━━━ Material for this exercise ━━━

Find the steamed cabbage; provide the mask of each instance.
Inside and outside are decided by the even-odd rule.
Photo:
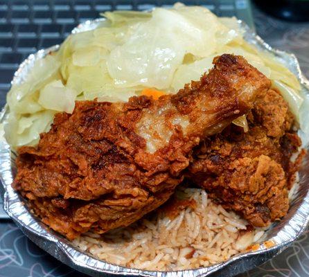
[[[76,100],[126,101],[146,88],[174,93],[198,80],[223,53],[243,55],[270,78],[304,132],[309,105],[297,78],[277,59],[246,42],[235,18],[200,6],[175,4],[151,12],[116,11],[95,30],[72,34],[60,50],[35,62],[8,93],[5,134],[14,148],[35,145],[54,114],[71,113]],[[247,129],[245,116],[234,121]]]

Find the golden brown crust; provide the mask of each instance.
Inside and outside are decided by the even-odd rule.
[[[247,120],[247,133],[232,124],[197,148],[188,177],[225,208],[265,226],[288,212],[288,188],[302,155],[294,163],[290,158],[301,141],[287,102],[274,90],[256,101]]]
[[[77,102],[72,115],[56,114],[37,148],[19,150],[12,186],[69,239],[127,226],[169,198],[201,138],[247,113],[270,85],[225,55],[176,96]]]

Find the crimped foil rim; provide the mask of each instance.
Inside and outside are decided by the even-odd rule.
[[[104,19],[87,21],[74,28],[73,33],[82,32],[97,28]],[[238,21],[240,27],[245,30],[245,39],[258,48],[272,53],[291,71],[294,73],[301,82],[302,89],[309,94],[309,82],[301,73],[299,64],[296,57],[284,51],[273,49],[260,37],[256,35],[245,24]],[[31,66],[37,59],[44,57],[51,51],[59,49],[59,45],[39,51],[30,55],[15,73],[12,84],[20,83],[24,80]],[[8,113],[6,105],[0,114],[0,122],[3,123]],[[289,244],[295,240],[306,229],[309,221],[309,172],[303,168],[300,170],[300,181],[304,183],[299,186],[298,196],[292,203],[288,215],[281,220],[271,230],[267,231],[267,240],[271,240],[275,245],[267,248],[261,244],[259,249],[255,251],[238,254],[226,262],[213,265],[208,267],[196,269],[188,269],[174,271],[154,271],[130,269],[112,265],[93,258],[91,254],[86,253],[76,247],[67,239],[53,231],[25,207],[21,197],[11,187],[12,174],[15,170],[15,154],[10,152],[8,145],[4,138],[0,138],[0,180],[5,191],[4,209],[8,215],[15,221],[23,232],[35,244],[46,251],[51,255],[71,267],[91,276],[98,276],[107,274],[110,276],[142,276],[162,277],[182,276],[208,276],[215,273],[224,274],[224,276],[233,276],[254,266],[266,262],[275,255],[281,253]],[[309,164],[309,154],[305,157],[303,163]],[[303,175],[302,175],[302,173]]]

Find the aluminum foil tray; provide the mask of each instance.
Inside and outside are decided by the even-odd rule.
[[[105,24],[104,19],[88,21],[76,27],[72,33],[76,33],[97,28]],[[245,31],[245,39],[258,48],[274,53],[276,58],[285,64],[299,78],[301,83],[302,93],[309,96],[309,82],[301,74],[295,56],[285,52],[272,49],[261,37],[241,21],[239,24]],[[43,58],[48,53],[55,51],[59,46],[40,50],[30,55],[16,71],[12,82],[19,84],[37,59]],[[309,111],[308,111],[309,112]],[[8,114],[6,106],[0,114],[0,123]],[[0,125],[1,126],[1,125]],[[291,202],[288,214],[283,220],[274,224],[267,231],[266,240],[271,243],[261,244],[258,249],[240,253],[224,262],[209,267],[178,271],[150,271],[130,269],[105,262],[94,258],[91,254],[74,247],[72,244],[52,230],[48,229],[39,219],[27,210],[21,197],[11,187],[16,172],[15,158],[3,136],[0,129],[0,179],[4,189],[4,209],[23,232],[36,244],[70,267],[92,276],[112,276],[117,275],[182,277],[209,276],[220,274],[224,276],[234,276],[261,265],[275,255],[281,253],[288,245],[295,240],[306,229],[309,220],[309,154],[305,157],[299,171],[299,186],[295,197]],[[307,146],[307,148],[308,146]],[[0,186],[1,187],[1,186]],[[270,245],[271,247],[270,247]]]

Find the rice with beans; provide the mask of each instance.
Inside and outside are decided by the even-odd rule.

━━━
━━━ Material for this exercise ━━━

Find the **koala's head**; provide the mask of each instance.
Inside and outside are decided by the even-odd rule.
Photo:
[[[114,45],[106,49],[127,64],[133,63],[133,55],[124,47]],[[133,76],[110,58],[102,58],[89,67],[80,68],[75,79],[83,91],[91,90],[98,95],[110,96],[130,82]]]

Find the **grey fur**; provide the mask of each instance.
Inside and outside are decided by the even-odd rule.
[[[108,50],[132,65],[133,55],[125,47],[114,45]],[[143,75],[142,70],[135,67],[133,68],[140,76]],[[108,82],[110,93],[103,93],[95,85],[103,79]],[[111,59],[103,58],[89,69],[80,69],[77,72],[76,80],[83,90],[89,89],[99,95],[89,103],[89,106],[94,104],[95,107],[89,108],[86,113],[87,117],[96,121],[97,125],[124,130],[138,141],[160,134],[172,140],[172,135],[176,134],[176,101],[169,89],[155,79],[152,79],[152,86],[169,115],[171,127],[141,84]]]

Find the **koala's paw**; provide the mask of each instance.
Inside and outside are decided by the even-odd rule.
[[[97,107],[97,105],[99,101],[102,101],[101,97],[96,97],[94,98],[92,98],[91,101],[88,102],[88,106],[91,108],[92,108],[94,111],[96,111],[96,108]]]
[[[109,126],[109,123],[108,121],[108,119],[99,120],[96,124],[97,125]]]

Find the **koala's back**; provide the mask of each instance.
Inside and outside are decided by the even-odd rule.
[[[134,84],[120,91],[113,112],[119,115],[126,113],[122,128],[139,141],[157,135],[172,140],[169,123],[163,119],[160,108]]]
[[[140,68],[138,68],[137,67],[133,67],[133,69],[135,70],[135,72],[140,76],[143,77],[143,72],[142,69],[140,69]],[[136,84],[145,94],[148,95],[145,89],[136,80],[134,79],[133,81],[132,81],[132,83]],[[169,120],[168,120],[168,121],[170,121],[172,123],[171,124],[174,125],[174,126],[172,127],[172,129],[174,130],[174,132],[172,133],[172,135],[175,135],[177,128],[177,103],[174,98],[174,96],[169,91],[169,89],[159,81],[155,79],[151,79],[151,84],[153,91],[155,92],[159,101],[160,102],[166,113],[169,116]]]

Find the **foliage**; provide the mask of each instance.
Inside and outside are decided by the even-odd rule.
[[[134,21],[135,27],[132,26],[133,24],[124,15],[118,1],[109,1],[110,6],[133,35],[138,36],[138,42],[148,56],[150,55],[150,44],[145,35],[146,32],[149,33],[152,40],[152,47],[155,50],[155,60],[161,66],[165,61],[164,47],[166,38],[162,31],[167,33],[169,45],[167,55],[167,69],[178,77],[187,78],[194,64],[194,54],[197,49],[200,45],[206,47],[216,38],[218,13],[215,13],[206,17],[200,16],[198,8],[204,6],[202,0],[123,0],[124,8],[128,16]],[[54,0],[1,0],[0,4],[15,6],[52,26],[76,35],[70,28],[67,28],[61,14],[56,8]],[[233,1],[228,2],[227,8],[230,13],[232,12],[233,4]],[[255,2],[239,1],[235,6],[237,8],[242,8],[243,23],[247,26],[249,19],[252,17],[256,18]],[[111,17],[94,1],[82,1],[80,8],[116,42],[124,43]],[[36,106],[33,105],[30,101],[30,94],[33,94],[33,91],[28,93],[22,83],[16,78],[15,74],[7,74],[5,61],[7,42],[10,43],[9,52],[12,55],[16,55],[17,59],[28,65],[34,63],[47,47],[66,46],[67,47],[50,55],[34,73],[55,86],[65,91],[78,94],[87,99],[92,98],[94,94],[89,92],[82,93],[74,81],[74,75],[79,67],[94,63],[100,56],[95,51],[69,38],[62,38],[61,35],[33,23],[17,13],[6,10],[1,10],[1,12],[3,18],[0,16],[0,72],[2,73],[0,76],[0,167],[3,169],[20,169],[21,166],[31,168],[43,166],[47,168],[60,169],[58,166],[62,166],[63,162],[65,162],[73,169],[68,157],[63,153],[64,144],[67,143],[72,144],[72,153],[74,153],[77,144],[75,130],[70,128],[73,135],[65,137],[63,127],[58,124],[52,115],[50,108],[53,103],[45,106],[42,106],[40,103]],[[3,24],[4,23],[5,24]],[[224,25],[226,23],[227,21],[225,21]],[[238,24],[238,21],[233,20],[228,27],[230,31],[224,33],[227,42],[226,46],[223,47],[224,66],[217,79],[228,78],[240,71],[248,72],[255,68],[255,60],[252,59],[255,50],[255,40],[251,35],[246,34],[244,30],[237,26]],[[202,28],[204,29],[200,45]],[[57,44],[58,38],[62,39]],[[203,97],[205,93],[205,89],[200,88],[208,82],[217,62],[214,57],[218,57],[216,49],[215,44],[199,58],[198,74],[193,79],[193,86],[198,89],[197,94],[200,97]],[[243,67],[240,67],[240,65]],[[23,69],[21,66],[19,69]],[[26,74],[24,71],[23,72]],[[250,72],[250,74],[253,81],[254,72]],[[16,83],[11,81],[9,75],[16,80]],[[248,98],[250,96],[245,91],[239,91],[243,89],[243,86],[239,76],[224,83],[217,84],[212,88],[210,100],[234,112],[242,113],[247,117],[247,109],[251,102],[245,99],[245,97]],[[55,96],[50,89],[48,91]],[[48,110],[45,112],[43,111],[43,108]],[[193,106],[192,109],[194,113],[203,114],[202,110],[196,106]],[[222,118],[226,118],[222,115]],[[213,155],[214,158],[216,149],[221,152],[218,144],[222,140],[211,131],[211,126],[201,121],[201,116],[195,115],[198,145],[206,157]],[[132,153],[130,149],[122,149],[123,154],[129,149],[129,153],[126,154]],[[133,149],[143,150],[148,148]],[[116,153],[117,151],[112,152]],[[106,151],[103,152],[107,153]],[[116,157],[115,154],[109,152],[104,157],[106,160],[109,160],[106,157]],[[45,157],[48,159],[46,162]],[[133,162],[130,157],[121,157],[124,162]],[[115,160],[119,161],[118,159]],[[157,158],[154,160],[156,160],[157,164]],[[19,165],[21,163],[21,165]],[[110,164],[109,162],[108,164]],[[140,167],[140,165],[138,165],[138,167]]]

━━━

Set task:
Please count how many lines of the records above contain the word "koala". Reply with the number alone.

Answer to this exercise:
3